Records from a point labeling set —
╔══
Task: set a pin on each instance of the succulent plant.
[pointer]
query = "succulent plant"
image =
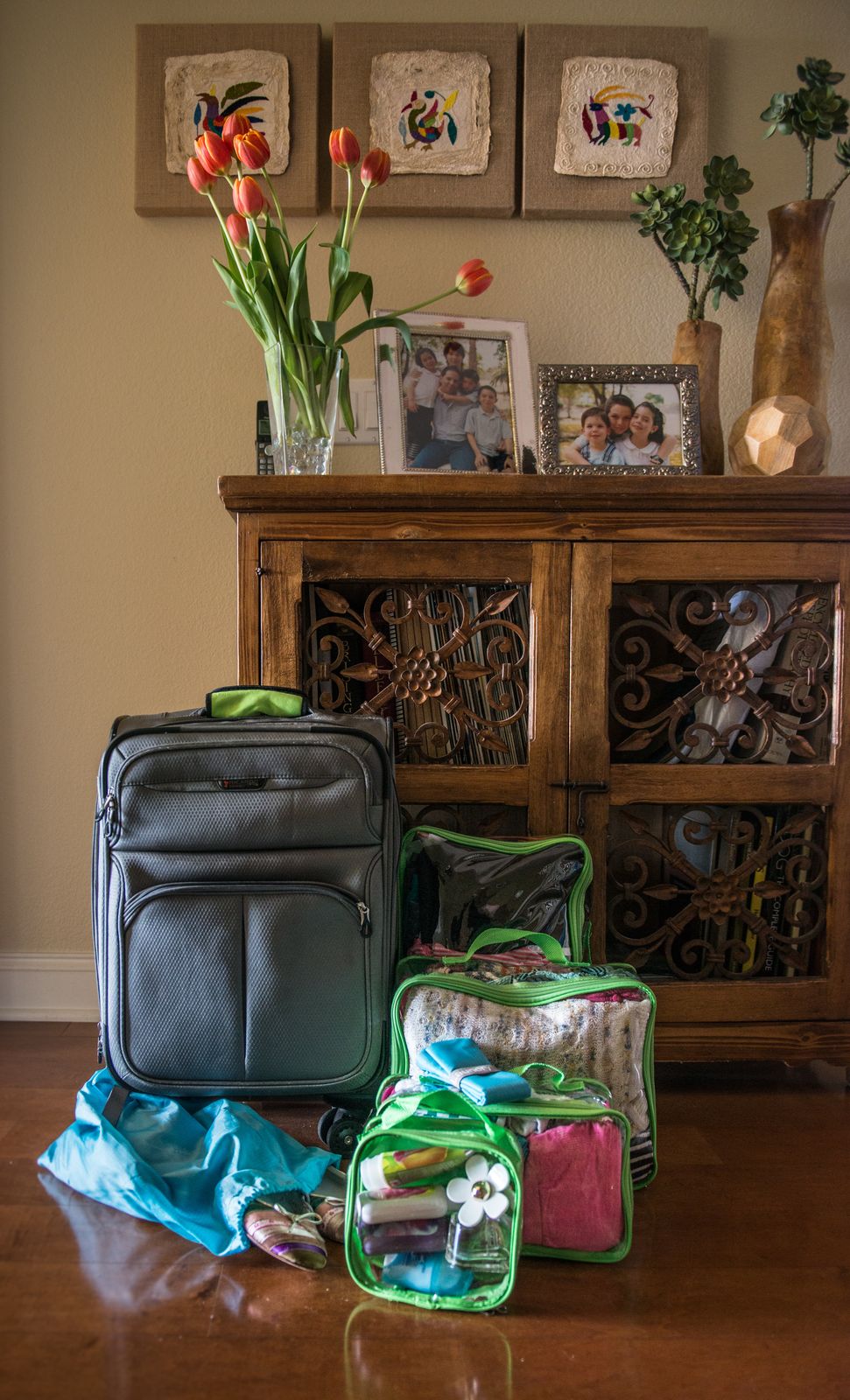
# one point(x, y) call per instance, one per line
point(814, 114)
point(699, 234)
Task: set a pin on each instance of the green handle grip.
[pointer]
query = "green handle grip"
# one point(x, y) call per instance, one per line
point(492, 937)
point(245, 702)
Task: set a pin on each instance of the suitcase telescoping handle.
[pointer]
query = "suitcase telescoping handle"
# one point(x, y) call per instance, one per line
point(492, 937)
point(245, 702)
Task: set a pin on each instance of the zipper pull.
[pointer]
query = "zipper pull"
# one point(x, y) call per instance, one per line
point(107, 814)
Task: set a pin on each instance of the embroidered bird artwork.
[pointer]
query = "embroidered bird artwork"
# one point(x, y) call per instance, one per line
point(621, 126)
point(426, 119)
point(210, 116)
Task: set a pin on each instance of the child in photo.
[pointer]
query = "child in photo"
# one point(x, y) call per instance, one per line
point(647, 443)
point(488, 434)
point(595, 444)
point(448, 444)
point(618, 410)
point(454, 354)
point(420, 394)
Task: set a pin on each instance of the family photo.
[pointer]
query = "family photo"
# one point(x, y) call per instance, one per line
point(460, 399)
point(614, 424)
point(457, 405)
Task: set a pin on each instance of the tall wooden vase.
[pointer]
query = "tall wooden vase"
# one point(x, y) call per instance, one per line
point(794, 338)
point(698, 342)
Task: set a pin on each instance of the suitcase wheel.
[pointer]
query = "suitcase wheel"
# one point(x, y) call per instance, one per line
point(338, 1129)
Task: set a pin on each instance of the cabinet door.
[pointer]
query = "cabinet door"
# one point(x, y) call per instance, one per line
point(707, 695)
point(462, 646)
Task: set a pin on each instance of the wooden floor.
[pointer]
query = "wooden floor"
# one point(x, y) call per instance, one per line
point(738, 1283)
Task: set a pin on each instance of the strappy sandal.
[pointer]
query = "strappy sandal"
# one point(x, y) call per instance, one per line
point(332, 1218)
point(286, 1228)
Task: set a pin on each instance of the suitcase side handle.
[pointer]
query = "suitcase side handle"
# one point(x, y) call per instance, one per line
point(244, 702)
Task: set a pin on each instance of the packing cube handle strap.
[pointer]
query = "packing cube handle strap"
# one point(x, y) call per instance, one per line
point(439, 1101)
point(244, 702)
point(493, 937)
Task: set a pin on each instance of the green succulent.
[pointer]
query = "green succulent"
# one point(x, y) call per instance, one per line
point(692, 233)
point(737, 233)
point(727, 279)
point(814, 114)
point(726, 179)
point(818, 74)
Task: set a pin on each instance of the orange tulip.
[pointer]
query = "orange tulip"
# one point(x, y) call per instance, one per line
point(238, 230)
point(376, 168)
point(251, 149)
point(345, 147)
point(474, 277)
point(234, 125)
point(248, 198)
point(213, 153)
point(199, 178)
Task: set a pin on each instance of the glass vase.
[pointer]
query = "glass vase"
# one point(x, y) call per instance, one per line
point(303, 401)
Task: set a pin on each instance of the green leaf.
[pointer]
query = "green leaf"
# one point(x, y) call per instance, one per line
point(240, 90)
point(277, 251)
point(377, 324)
point(355, 284)
point(345, 396)
point(242, 303)
point(339, 265)
point(324, 331)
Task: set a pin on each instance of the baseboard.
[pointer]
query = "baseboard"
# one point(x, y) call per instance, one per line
point(48, 987)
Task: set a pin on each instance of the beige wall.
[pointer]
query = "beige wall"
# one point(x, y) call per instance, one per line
point(128, 387)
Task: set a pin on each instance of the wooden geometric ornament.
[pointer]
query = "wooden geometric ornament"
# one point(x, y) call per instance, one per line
point(783, 436)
╚══
Rewrite the data from the line with "Task: set a pin on each instance of the green handle" up to and including the line with "point(338, 1129)", renaming every "suitcase" to "luggage" and changing nothing else.

Task: set a pin on each instance of the green handle grip.
[pointer]
query = "green handle grip"
# one point(x, y) call per instance, one per line
point(492, 937)
point(245, 702)
Task: set a pin on each instance of the luggage telescoping handle.
[pointer]
query = "luggage telescoping handle"
# one point(x, y) call per instance, one per line
point(492, 937)
point(245, 702)
Task: set a pin on each instance of the zipper pull.
[pointer]
query = "zipper pull"
# one point(x, y) call per instance, one per line
point(107, 814)
Task: set a pin on each instance of the embroidered bird artwork.
[pointer]
query = "embroidered bird artwork"
# one point(x, y) call per instance, one per line
point(621, 126)
point(426, 119)
point(210, 116)
Task: set a pin on each instance of the child in photo.
[pointer]
query = "child in photo"
# one point(x, y) call per instance, one per line
point(647, 443)
point(488, 434)
point(595, 444)
point(448, 444)
point(618, 410)
point(454, 354)
point(420, 394)
Task: set a pin on each instance of the family photo.
[pointer]
query = "family photo"
# one point(x, y) call per instance, one per line
point(460, 399)
point(614, 424)
point(457, 405)
Task: set a pin on each instance of the tall wooden vase.
[pointer]
query = "tall wooden vase"
# one point(x, y) call per instance, one per line
point(794, 338)
point(698, 342)
Task: set a pin on each instance of the luggage wheel.
[pointer]
query = "luggage wheel"
# one point(x, y) call per instance, one per line
point(338, 1129)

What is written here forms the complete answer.